(The problem): The data below should be restated word for word, with every picture omitted.

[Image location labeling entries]
--- --- ---

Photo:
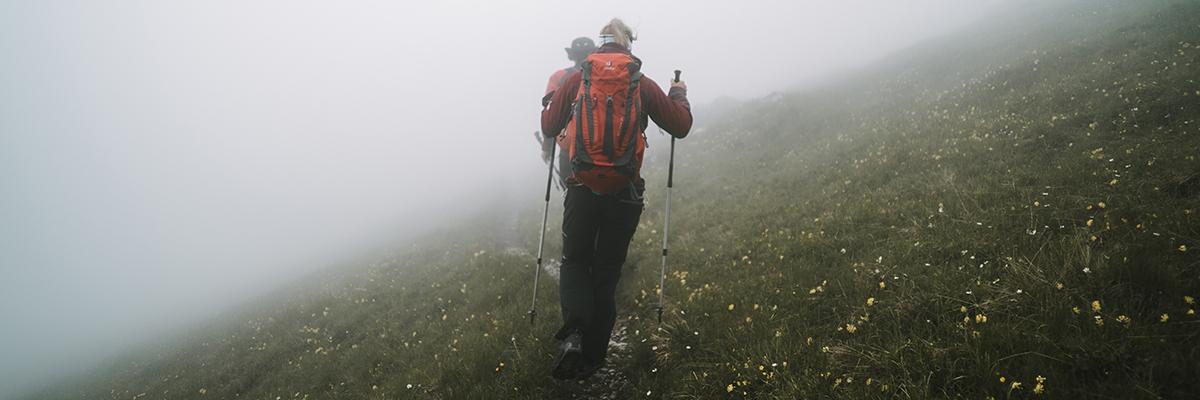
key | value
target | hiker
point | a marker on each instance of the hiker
(604, 196)
(579, 51)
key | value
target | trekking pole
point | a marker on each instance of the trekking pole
(541, 237)
(666, 221)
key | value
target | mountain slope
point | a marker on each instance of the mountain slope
(1011, 212)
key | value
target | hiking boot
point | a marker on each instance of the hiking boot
(570, 357)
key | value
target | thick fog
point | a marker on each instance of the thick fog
(161, 161)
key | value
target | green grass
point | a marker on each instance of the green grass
(952, 186)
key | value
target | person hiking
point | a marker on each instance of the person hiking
(579, 51)
(605, 108)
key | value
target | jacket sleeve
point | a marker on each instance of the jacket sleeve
(671, 112)
(557, 112)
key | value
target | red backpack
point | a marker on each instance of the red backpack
(604, 137)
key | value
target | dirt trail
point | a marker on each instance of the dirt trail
(611, 381)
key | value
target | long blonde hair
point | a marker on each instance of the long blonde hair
(621, 33)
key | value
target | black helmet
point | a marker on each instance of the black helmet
(580, 48)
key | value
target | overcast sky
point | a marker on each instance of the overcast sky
(161, 161)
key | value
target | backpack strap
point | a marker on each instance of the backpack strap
(631, 109)
(581, 103)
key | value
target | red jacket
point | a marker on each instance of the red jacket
(671, 112)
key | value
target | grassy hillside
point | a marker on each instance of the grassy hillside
(1006, 213)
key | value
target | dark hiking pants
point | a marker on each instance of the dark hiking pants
(597, 231)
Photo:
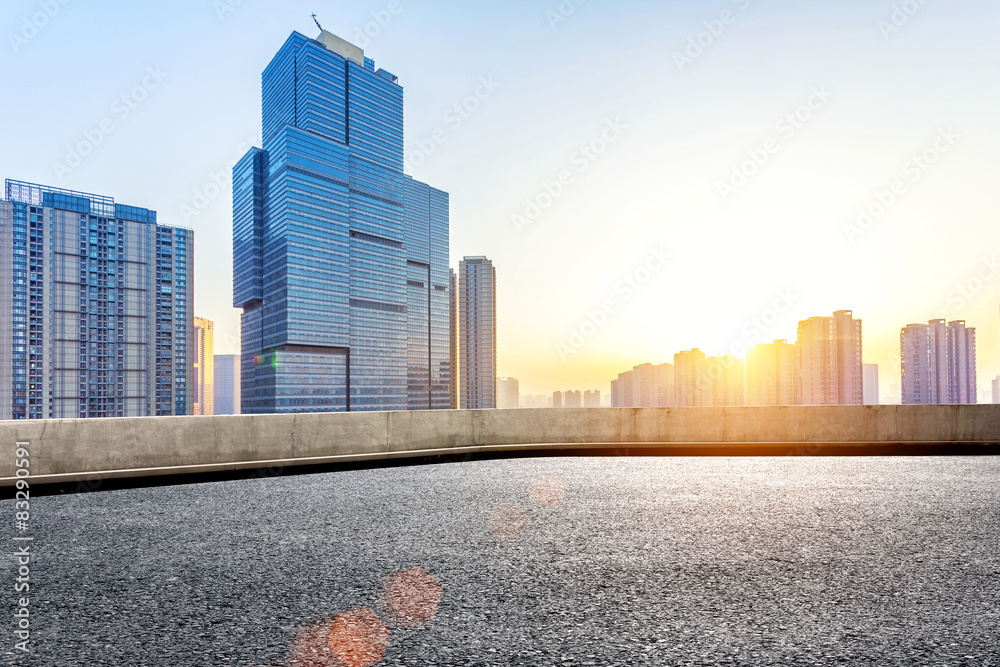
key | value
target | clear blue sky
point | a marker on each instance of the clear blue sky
(675, 131)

--- --- ---

(Written reply):
Photo:
key | value
target | hiker
point | a marker on each instance of the hiker
(604, 196)
(579, 51)
key | value
target | trekking pole
point | a marker on each instance of the trekking pole
(541, 237)
(666, 221)
key | value
target | mountain slope
point | a marker on each instance of the mountain slope
(1011, 212)
key | value
target | hiking boot
point | a marker on each instance of the hiking boot
(570, 357)
key | value
target | thick fog
point | a marker on each instance of the thick fog
(161, 161)
key | value
target | green grass
point | a marker on each instance of the green grass
(952, 186)
key | value
target | person hiking
point | a marker on each instance of the person hiking
(579, 51)
(605, 108)
key | value
target | jacket sleeve
point | a marker on each instance of the jacket sleeve
(671, 112)
(557, 112)
key | value
target | red backpack
point | a marker on each instance of the red backpack
(604, 137)
key | value
target | dirt trail
point | a marker on each instance of the dirt trail
(611, 381)
key | value
target | long blonde hair
point | a marker on each instance of the long blonde hair
(621, 33)
key | value
target | black helmet
point | a marker on each instance of the black helmet
(580, 48)
key | value
target | overcast sky
point | a marker on each instance of the overcast sky
(161, 161)
key | value
target | backpack strap
point | a marker on each instance of the backpack strap
(631, 109)
(581, 103)
key | value
target | red jacket
point | a marker on each instance of the red jacket
(671, 112)
key | value
target | grassy hillside
point | a marker on each instance of the grassy hillside
(1006, 213)
key | value
target | dark hiking pants
point | a marker on each instance of the dark hiking pants
(597, 231)
Photo:
key | value
target | clear blue sky
point | a marker on each instance of the clear blue sky
(675, 131)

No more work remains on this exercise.